* [Exercise prompt]: In the listing below, find the line containing "Query: newel post" and the line containing "Objective — one marker per instance of the doorway". Repeat exactly those two lines and every line between them, nothing more.

* [Data for the task]:
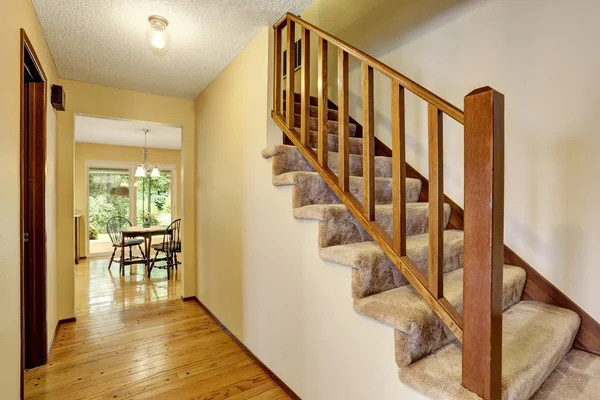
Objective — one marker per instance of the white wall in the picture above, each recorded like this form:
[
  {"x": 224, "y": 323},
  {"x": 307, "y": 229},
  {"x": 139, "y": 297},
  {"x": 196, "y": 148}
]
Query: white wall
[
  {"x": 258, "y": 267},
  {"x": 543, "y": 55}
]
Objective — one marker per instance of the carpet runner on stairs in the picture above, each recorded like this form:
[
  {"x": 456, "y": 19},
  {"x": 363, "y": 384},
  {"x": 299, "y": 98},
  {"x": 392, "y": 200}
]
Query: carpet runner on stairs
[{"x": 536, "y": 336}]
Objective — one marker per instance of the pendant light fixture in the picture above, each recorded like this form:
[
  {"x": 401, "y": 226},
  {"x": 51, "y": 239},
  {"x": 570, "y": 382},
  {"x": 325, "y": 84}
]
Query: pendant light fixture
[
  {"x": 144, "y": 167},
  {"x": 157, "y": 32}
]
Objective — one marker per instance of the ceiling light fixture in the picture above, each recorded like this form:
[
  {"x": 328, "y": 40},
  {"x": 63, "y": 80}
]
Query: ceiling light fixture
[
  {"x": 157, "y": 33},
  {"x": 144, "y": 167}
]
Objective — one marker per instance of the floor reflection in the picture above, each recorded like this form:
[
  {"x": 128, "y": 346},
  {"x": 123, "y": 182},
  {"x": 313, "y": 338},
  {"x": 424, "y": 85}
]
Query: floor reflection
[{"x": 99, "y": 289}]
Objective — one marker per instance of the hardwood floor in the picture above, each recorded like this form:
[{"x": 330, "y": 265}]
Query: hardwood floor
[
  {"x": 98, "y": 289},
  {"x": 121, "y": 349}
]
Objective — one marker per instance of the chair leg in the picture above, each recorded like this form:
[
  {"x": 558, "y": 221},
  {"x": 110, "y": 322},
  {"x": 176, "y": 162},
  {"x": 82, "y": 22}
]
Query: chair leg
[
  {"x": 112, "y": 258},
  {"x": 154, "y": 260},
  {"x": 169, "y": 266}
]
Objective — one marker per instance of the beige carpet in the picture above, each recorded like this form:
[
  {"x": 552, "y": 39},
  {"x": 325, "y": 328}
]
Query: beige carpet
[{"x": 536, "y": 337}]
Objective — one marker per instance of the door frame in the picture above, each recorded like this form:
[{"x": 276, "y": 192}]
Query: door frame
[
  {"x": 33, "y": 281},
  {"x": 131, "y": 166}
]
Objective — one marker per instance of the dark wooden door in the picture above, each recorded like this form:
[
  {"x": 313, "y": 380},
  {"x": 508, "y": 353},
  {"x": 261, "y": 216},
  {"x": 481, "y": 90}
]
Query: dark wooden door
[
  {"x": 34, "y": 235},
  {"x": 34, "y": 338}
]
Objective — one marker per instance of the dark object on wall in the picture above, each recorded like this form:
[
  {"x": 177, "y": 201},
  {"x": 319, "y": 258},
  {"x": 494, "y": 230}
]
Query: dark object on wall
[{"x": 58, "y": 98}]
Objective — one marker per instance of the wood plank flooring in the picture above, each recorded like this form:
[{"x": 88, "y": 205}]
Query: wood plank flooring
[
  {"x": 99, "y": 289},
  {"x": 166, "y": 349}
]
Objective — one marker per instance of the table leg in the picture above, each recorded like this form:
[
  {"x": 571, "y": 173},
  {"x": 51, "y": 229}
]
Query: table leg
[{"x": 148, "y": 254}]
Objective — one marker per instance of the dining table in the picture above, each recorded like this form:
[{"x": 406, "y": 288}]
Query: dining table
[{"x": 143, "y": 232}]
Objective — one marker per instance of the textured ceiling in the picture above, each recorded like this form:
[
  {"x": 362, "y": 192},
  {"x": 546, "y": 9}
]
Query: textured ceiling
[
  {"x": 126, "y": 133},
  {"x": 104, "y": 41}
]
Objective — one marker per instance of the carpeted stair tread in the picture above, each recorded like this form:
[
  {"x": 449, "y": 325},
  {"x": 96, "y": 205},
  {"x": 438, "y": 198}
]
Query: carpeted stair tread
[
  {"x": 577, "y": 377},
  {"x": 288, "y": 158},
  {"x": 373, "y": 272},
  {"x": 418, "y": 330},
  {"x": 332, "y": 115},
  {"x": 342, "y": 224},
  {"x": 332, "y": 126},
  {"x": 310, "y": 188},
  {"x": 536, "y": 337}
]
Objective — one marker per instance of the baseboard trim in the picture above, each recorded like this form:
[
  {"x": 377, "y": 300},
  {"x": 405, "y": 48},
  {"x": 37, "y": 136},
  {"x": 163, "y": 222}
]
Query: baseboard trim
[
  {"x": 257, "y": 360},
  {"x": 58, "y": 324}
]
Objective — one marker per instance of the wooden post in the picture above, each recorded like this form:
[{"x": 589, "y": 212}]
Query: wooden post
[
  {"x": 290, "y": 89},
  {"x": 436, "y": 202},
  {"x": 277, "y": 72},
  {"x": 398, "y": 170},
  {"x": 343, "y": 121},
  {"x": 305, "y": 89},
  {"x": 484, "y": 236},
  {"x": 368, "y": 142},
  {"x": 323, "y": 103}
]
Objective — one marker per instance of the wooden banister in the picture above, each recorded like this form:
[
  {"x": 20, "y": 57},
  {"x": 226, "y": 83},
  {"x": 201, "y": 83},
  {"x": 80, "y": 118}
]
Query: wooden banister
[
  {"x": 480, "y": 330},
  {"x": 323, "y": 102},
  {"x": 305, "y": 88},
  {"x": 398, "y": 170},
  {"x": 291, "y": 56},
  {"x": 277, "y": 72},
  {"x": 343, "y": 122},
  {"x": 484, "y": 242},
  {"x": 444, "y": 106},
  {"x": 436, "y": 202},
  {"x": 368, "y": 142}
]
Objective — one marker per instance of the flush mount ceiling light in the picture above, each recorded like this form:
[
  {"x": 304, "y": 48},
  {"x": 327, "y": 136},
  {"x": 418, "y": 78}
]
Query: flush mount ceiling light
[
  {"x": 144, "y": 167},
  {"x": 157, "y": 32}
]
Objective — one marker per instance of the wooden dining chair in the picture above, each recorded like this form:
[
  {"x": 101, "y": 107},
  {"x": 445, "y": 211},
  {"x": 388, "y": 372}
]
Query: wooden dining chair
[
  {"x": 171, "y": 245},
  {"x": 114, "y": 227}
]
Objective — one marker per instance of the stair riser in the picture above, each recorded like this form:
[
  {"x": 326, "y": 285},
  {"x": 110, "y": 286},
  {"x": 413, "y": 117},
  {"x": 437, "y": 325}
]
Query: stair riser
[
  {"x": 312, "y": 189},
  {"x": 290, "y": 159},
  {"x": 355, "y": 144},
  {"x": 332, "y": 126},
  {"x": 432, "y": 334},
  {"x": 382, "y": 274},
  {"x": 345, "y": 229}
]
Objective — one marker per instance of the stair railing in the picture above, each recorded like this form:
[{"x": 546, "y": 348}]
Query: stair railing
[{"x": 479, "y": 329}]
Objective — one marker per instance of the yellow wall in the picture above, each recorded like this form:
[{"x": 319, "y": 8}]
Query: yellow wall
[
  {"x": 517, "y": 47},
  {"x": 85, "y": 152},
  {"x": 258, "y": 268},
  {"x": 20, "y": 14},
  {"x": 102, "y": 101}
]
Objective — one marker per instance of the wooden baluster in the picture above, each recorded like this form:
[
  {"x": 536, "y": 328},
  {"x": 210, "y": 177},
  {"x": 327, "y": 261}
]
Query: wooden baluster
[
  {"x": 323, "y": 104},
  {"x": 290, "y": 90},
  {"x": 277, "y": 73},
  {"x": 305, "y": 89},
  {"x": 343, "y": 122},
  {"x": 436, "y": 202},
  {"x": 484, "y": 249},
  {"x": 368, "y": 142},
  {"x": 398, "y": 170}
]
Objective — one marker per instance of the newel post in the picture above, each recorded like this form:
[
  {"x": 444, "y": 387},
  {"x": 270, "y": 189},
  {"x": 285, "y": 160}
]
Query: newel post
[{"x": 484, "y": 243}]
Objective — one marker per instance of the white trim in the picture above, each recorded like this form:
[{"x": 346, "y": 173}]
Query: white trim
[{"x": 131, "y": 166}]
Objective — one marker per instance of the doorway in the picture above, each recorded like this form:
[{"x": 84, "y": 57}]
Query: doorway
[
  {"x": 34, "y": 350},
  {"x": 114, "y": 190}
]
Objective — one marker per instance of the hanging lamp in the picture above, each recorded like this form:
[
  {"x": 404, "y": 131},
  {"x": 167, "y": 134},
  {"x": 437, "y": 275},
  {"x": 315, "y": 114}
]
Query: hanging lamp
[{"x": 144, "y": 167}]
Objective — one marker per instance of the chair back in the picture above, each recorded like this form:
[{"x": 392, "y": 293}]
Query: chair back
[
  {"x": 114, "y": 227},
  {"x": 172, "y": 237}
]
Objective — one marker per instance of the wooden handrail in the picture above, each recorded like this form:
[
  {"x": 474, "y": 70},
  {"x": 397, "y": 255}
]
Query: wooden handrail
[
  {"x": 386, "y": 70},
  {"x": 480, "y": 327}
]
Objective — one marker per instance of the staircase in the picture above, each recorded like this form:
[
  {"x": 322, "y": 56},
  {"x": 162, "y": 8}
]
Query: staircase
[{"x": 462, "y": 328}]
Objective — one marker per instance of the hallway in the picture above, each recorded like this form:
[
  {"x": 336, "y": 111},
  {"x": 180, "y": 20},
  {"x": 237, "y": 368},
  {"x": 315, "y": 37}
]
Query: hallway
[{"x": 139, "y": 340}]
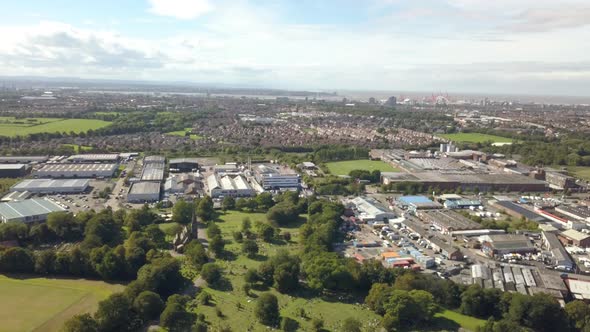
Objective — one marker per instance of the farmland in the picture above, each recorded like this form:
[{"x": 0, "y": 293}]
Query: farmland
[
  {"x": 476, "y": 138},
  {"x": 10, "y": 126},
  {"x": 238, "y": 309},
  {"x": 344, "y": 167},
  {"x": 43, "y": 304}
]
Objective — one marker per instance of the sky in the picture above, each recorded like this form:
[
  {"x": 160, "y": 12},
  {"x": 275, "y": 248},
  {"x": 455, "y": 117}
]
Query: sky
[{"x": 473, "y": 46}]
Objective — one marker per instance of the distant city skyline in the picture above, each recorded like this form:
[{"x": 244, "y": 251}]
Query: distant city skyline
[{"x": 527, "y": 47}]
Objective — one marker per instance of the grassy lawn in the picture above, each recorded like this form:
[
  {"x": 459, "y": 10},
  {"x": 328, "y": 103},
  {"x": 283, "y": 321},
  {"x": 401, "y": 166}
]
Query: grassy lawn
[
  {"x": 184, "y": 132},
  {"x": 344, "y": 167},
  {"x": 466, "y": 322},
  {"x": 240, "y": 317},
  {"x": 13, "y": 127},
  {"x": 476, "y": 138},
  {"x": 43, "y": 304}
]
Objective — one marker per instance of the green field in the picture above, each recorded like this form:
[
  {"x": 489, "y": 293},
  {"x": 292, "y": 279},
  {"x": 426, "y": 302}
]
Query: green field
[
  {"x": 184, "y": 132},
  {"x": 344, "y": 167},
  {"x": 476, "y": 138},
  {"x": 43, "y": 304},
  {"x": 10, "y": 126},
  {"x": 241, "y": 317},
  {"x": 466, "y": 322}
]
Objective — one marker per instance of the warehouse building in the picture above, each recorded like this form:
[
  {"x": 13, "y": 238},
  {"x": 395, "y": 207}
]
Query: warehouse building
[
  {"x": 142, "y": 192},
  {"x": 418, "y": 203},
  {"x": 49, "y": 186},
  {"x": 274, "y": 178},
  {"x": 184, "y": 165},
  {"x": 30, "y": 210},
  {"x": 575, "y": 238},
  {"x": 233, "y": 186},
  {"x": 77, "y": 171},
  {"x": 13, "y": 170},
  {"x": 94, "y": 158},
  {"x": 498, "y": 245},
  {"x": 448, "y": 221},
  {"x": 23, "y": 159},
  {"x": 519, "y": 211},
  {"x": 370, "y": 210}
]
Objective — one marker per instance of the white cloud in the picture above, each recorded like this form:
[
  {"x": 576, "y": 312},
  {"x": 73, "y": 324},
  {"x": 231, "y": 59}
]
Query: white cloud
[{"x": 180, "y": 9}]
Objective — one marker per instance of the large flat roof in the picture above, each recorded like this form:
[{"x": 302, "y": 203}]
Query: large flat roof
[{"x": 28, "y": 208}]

* [Output of the exercise]:
Query: newel post
[{"x": 484, "y": 243}]
Objective — one marker per instance of the white trim in the picture above, each recorded like this form:
[{"x": 346, "y": 173}]
Query: white trim
[{"x": 131, "y": 166}]
Objective — one marker per instance of the doorway in the picture above, each recorded like this form:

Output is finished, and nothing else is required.